▸ Brief
Copy the material again from the line with "Each instance of the cinnamon" through the end of the material, keeping the requests, and shift every x and y coordinate in the outlines up by 22.

:: Material for this exercise

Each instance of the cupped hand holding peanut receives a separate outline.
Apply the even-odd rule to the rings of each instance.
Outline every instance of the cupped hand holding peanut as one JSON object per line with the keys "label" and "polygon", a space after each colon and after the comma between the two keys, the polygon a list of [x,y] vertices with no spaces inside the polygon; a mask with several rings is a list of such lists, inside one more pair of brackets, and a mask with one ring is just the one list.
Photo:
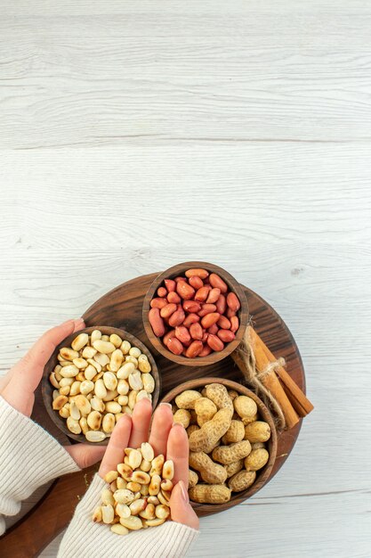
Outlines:
{"label": "cupped hand holding peanut", "polygon": [[[173,462],[173,488],[168,505],[171,519],[193,529],[198,529],[198,518],[193,511],[188,496],[189,442],[187,432],[181,424],[173,423],[171,406],[161,404],[155,411],[150,425],[152,406],[148,399],[139,401],[133,415],[125,414],[113,431],[99,471],[104,479],[108,472],[116,471],[124,462],[126,447],[141,447],[149,442],[156,455],[163,455]],[[93,511],[92,511],[93,512]]]}
{"label": "cupped hand holding peanut", "polygon": [[[66,337],[84,327],[83,318],[77,318],[68,320],[44,333],[23,358],[0,379],[0,396],[14,409],[30,416],[35,403],[35,390],[53,350]],[[82,469],[100,461],[105,451],[104,447],[88,444],[76,444],[65,449]]]}

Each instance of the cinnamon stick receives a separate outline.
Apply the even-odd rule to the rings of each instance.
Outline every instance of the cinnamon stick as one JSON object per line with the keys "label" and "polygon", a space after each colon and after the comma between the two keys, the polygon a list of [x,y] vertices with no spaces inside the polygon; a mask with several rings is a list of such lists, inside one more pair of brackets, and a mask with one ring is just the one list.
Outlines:
{"label": "cinnamon stick", "polygon": [[263,374],[261,377],[262,383],[264,384],[264,386],[271,392],[271,394],[277,399],[285,415],[287,428],[293,428],[293,426],[297,424],[297,423],[299,422],[299,416],[297,415],[296,411],[291,405],[290,400],[285,393],[284,389],[279,383],[279,381],[276,376],[274,370],[270,369],[270,371],[269,371],[270,365],[271,365],[271,360],[268,358],[267,355],[265,354],[262,347],[263,343],[261,338],[251,325],[247,326],[246,334],[247,335],[247,341],[254,350],[256,369],[259,373],[264,373],[265,371],[268,371],[267,373]]}
{"label": "cinnamon stick", "polygon": [[[276,357],[270,351],[264,341],[261,338],[259,339],[265,355],[268,357],[270,362],[274,362],[276,360]],[[277,375],[279,377],[280,381],[284,384],[284,390],[299,416],[302,417],[309,414],[311,411],[314,409],[314,406],[312,406],[311,401],[305,397],[304,393],[302,391],[299,386],[294,382],[290,374],[280,365],[278,365],[276,366],[275,371]]]}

::::

▸ Reply
Each instance of the cinnamon stick receives a separate outline.
Apply the even-odd rule to the rings of each instance.
Outline every instance of the cinnamon stick as one JSON object per line with the keys "label" and "polygon", a space after each colon and after the comma between the two keys, the polygon a list of [x,y] vertices with no spaces inside the polygon; a mask with several rings is a list of such lists, inside one more pair of brackets, and a mask with one ring is just the one list.
Outlines:
{"label": "cinnamon stick", "polygon": [[285,396],[283,399],[284,405],[286,406],[286,408],[293,414],[293,416],[299,421],[307,437],[309,450],[315,450],[315,448],[319,446],[319,445],[321,444],[321,438],[319,437],[318,433],[313,427],[312,422],[307,415],[306,411],[301,405],[301,403],[298,398],[296,392],[292,391],[292,393],[291,393],[292,387],[293,387],[293,382],[290,380],[289,377],[287,376],[284,369],[285,365],[283,360],[273,347],[269,348],[268,356],[269,357],[269,363],[276,372],[278,391],[281,395],[286,395],[287,393],[290,393],[289,395]]}
{"label": "cinnamon stick", "polygon": [[[298,379],[292,373],[286,363],[283,360],[281,361],[287,377],[290,379],[292,384],[296,384],[298,382]],[[299,397],[301,399],[302,403],[306,406],[306,412],[321,438],[324,439],[331,436],[333,433],[336,431],[336,428],[334,428],[333,423],[327,419],[326,415],[324,413],[321,408],[316,404],[312,396],[302,387],[300,387],[298,388],[297,393]]]}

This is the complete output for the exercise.